── Given information ──

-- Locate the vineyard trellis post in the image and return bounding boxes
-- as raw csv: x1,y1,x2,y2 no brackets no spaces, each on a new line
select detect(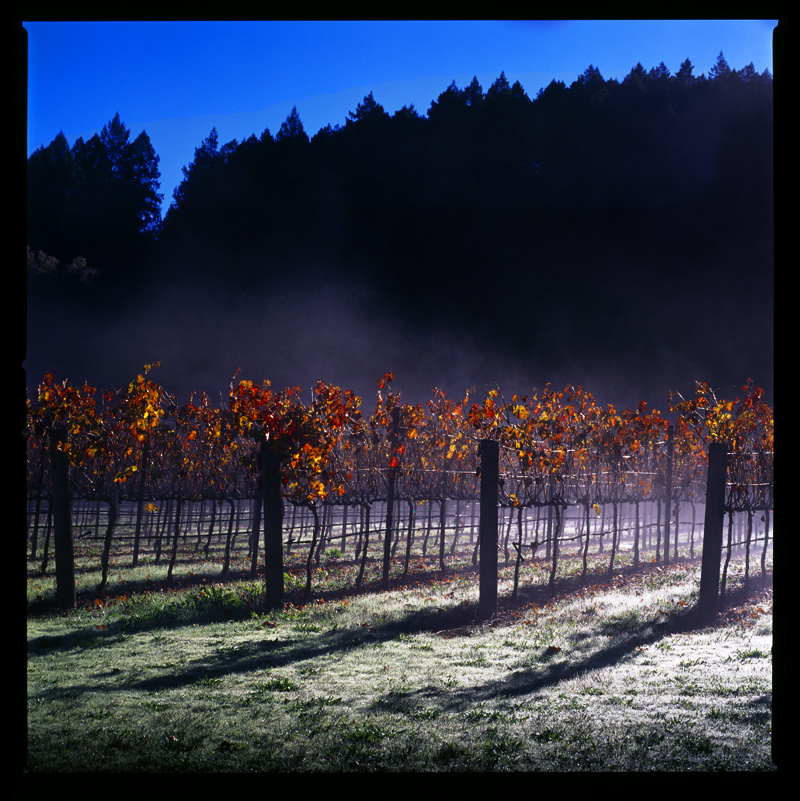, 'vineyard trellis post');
697,442,728,616
478,439,500,620
664,425,678,565
262,441,283,610
50,430,77,609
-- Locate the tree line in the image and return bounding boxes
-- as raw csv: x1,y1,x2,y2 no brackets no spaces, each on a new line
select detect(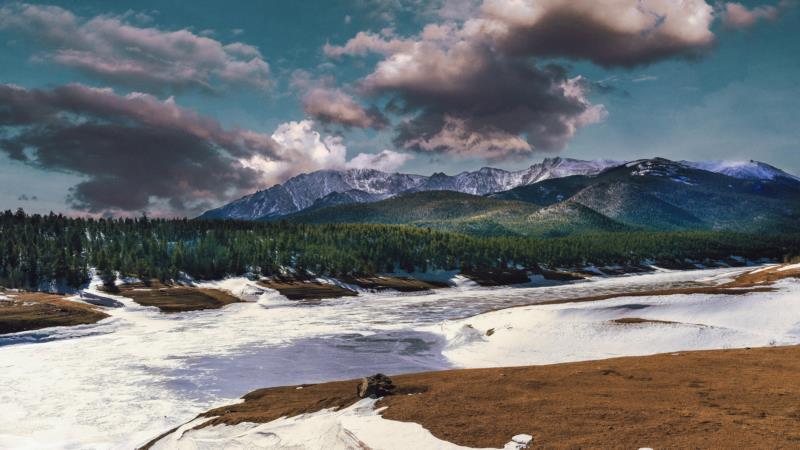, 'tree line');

───

_What you are asked to do_. Pick out each line of the records that contains the word "return", and copy those lines in full.

_Answer for this exercise_.
-- Locate the vineyard trellis post in the image and return bounding boxes
-- Locate the tree line in the image and return bounding boxes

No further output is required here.